## Your task
Could you show me every line in the records below that contains the word "front"?

........

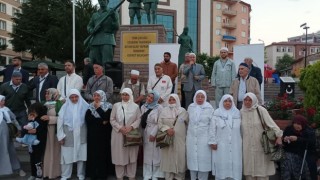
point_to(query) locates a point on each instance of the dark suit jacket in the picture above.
(50, 82)
(7, 73)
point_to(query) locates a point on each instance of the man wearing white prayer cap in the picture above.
(136, 86)
(223, 73)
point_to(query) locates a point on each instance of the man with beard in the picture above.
(15, 66)
(223, 73)
(170, 69)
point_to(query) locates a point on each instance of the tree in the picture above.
(207, 62)
(44, 28)
(284, 63)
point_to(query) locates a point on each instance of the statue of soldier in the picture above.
(134, 10)
(103, 40)
(186, 45)
(151, 6)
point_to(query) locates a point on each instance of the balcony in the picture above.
(228, 12)
(231, 1)
(229, 25)
(229, 38)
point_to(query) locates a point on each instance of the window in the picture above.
(218, 19)
(243, 34)
(3, 8)
(218, 44)
(218, 6)
(244, 9)
(243, 21)
(218, 31)
(15, 11)
(3, 25)
(3, 41)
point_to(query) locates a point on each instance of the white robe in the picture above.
(198, 139)
(227, 159)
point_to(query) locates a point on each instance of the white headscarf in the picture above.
(200, 107)
(4, 112)
(227, 115)
(73, 115)
(254, 99)
(125, 105)
(104, 104)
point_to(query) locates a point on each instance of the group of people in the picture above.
(91, 131)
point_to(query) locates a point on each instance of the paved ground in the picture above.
(24, 158)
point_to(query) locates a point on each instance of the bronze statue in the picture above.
(102, 28)
(151, 6)
(134, 10)
(186, 45)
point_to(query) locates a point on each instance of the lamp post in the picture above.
(304, 25)
(261, 40)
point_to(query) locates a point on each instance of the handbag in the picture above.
(268, 137)
(133, 138)
(278, 154)
(163, 139)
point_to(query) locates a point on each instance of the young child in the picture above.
(30, 139)
(36, 111)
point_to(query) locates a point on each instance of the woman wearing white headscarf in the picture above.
(99, 164)
(227, 142)
(72, 134)
(149, 122)
(256, 164)
(198, 137)
(125, 116)
(173, 158)
(52, 155)
(8, 158)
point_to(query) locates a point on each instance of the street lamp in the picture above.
(304, 25)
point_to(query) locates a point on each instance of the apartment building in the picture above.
(231, 24)
(275, 51)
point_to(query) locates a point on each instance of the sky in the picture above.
(276, 20)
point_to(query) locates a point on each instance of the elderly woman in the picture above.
(297, 138)
(227, 142)
(99, 164)
(198, 137)
(8, 158)
(173, 120)
(149, 121)
(125, 116)
(72, 134)
(256, 164)
(51, 162)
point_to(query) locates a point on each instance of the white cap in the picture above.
(135, 72)
(224, 49)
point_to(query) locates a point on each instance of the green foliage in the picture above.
(310, 84)
(44, 28)
(207, 62)
(284, 63)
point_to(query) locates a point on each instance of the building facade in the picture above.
(231, 24)
(311, 38)
(200, 17)
(275, 51)
(8, 9)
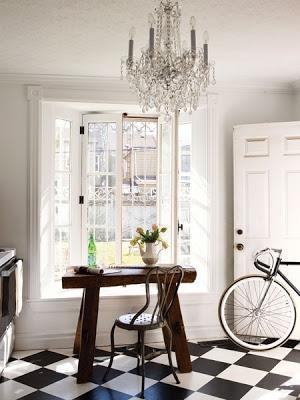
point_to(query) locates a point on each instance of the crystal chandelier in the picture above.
(167, 76)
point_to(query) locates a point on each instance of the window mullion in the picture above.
(119, 185)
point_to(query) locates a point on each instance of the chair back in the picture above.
(167, 281)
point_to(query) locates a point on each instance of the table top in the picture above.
(124, 275)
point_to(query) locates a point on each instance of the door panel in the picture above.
(266, 195)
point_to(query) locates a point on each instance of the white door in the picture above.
(267, 194)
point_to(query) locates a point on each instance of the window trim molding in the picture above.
(35, 95)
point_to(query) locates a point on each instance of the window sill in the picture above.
(56, 292)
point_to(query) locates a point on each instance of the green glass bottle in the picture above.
(92, 250)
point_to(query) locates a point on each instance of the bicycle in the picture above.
(256, 311)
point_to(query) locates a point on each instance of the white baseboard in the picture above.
(65, 340)
(46, 324)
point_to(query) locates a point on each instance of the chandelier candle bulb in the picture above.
(193, 36)
(205, 47)
(151, 41)
(166, 77)
(130, 49)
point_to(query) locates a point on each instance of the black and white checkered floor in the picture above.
(220, 371)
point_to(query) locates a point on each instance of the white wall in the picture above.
(13, 168)
(234, 109)
(48, 324)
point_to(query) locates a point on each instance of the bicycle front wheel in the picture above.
(257, 315)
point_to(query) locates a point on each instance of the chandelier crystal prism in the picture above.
(167, 76)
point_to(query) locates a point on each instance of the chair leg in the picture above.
(142, 334)
(112, 349)
(139, 352)
(169, 348)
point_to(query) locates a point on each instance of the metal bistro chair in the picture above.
(167, 281)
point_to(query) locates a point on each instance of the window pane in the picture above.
(101, 188)
(61, 251)
(184, 191)
(139, 183)
(101, 147)
(62, 145)
(62, 184)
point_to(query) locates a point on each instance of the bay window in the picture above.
(107, 174)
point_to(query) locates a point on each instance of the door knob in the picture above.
(179, 227)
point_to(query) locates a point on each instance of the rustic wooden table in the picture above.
(85, 336)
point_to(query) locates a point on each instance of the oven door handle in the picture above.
(7, 273)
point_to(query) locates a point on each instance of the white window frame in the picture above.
(94, 118)
(103, 92)
(51, 112)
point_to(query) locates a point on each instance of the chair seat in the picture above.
(143, 320)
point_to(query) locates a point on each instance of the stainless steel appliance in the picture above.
(11, 283)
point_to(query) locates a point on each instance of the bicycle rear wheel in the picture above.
(253, 327)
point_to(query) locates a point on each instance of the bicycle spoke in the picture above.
(254, 326)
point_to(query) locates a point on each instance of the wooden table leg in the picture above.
(88, 334)
(76, 347)
(180, 345)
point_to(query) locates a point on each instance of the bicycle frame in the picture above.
(276, 271)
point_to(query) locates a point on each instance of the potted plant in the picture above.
(150, 243)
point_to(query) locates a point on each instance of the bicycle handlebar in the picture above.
(268, 249)
(263, 266)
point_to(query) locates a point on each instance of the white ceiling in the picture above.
(249, 39)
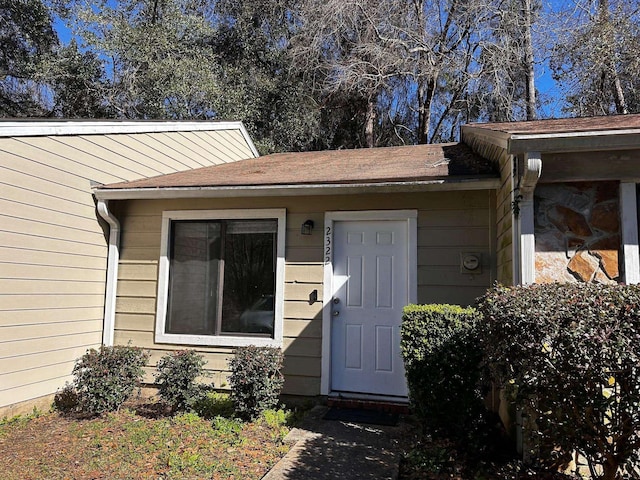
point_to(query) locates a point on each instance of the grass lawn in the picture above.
(140, 442)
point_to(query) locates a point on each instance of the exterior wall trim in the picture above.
(47, 128)
(411, 216)
(629, 218)
(163, 279)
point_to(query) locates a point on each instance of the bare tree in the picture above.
(596, 56)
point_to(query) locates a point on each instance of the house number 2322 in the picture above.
(327, 246)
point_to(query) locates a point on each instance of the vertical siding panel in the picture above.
(53, 248)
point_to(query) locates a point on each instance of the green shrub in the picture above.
(66, 400)
(104, 379)
(255, 380)
(442, 358)
(176, 377)
(569, 357)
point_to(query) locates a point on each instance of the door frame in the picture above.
(411, 217)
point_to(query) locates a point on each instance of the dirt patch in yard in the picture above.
(139, 443)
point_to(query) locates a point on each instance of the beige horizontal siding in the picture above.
(53, 249)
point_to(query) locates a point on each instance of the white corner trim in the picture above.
(411, 217)
(163, 278)
(113, 259)
(526, 218)
(629, 220)
(532, 172)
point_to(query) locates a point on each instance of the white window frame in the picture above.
(163, 279)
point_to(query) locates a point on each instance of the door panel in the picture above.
(370, 288)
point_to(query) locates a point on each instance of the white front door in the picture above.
(370, 287)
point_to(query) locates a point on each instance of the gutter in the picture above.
(295, 190)
(113, 259)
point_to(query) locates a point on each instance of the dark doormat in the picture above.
(359, 415)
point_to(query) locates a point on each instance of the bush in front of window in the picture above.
(568, 356)
(442, 363)
(256, 380)
(176, 378)
(104, 379)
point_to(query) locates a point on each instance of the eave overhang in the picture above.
(489, 183)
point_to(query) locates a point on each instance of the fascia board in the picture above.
(574, 142)
(53, 128)
(296, 190)
(484, 135)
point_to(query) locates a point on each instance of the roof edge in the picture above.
(101, 127)
(296, 190)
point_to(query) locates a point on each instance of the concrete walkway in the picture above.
(330, 449)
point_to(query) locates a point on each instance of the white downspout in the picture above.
(629, 214)
(112, 272)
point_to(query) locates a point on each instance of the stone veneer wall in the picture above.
(577, 232)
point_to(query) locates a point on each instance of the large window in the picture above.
(220, 274)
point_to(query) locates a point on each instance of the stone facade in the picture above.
(577, 232)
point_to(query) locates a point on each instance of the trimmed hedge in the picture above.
(256, 380)
(442, 362)
(104, 379)
(568, 355)
(176, 377)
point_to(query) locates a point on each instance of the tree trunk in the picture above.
(528, 60)
(425, 98)
(618, 93)
(370, 121)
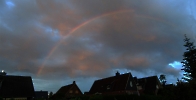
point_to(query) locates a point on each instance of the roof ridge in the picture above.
(111, 77)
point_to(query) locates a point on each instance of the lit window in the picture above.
(76, 91)
(131, 84)
(70, 91)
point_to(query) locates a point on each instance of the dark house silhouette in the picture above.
(149, 85)
(41, 95)
(16, 87)
(68, 91)
(118, 84)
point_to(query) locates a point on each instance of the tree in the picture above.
(162, 78)
(189, 60)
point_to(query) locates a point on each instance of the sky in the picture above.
(57, 42)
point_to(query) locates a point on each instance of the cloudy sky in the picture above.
(59, 41)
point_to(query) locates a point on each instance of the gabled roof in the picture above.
(114, 83)
(66, 88)
(41, 94)
(16, 86)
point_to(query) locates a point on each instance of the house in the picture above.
(16, 87)
(118, 84)
(67, 91)
(43, 95)
(148, 85)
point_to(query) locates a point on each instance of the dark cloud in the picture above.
(59, 41)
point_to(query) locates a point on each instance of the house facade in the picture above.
(118, 84)
(68, 91)
(148, 85)
(16, 87)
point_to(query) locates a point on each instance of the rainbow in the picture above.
(87, 22)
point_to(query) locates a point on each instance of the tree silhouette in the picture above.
(162, 79)
(189, 60)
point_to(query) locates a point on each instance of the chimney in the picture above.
(117, 73)
(74, 82)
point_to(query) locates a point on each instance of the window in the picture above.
(76, 91)
(108, 87)
(70, 91)
(157, 86)
(131, 84)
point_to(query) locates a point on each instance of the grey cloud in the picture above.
(95, 37)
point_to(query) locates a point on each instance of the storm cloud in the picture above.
(58, 41)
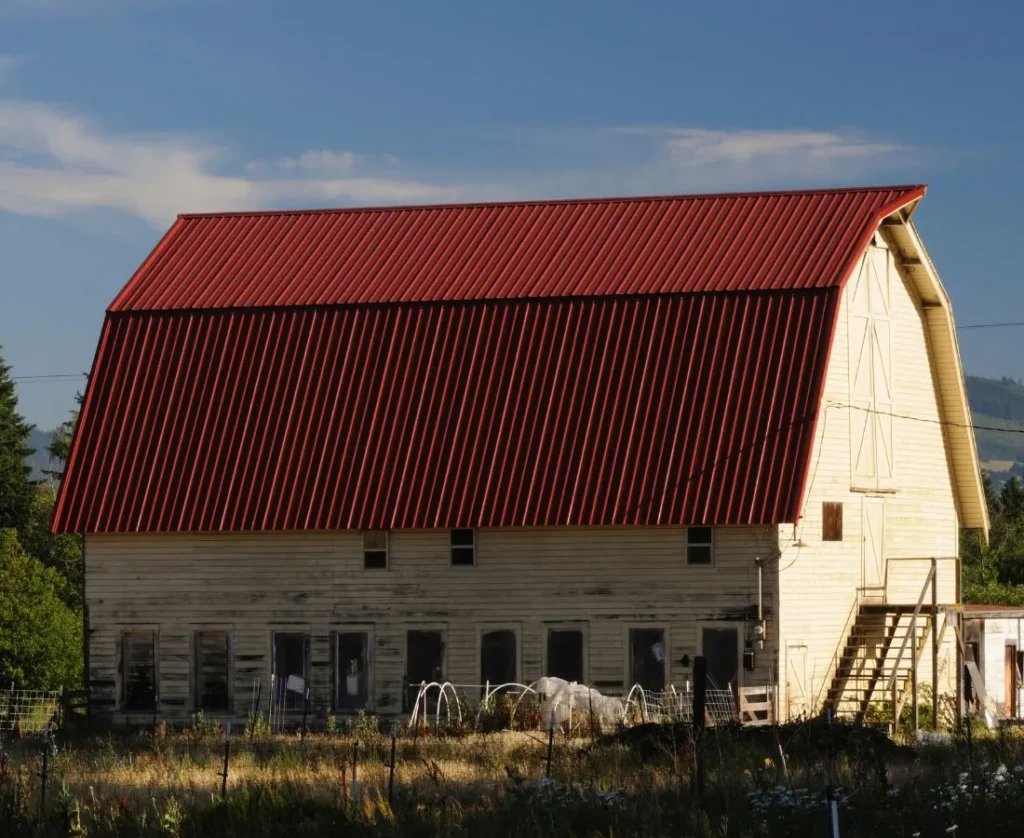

........

## Exercise answer
point_to(query) locates a point on each instance of the bicycle front wheel in the picture above.
point_to(query) locates a point on each instance of the white front door in the picture above.
point_to(query) locates a point on each instance of the bush in front of window in the picture above.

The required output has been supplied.